Our first layer is the embedding layer that learns to convert the numbered words in the vocabulary to the embedding. Then we have two LSTM layers and a dense layer with a ReLU activation and a final layer with one neuron per word in the vocabulary and a softmax to make the output the probability of each word being the output from the model.

In [None]:
# Build and train model.
training_model = Sequential()
training_model.add(Embedding(
    output_dim=EMBEDDING_WIDTH, input_dim=MAX_WORDS,
    mask_zero=True, input_length=None))
training_model.add(LSTM(128, return_sequences=True,
                        dropout=0.2, recurrent_dropout=0.2))
training_model.add(LSTM(128, dropout=0.2,
                        recurrent_dropout=0.2))
training_model.add(Dense(128, activation='relu'))
training_model.add(Dense(MAX_WORDS, activation='softmax'))
training_model.compile(loss='categorical_crossentropy',
                       optimizer='adam')
training_model.summary()
history = training_model.fit(X, y, validation_split=0.05,
                             batch_size=BATCH_SIZE, 
                             epochs=EPOCHS, verbose=2, 
                             shuffle=True)

Data listing
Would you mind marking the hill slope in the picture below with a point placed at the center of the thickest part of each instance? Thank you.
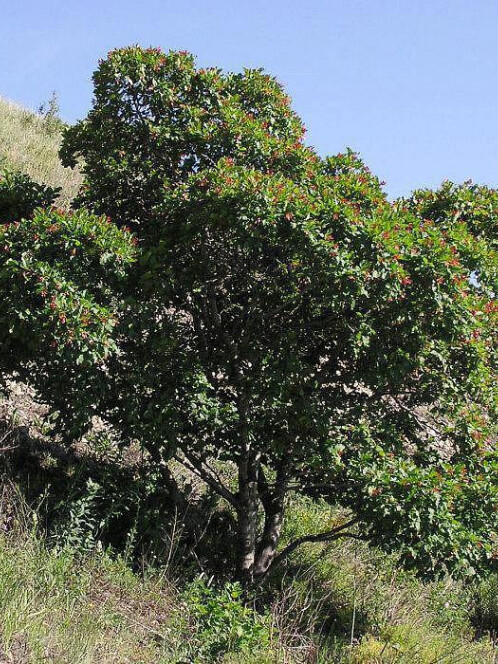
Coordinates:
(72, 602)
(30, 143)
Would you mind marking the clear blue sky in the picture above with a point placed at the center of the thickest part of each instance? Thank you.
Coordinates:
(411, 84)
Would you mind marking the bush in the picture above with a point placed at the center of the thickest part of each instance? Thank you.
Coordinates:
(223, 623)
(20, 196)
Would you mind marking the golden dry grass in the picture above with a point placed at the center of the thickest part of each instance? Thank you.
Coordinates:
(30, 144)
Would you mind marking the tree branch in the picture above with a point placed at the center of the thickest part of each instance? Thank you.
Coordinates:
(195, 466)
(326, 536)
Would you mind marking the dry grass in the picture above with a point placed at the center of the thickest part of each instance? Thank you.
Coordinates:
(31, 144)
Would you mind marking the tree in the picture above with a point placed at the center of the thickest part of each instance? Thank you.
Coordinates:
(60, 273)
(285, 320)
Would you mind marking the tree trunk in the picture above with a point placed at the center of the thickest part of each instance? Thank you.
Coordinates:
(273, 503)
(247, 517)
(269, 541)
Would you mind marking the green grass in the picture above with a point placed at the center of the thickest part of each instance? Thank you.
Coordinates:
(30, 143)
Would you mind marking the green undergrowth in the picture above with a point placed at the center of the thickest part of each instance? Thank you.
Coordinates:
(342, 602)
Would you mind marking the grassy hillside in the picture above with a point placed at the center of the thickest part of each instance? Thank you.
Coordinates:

Short exercise
Translate this sentence from the excerpt on building the word model into Spanish: "Our first layer is the embedding layer that learns to convert the numbered words in the vocabulary to the embedding."

Task answer
Nuestra primera capa es la capa de embedding, que aprende a convertir las palabras numeradas del vocabulario en el embedding.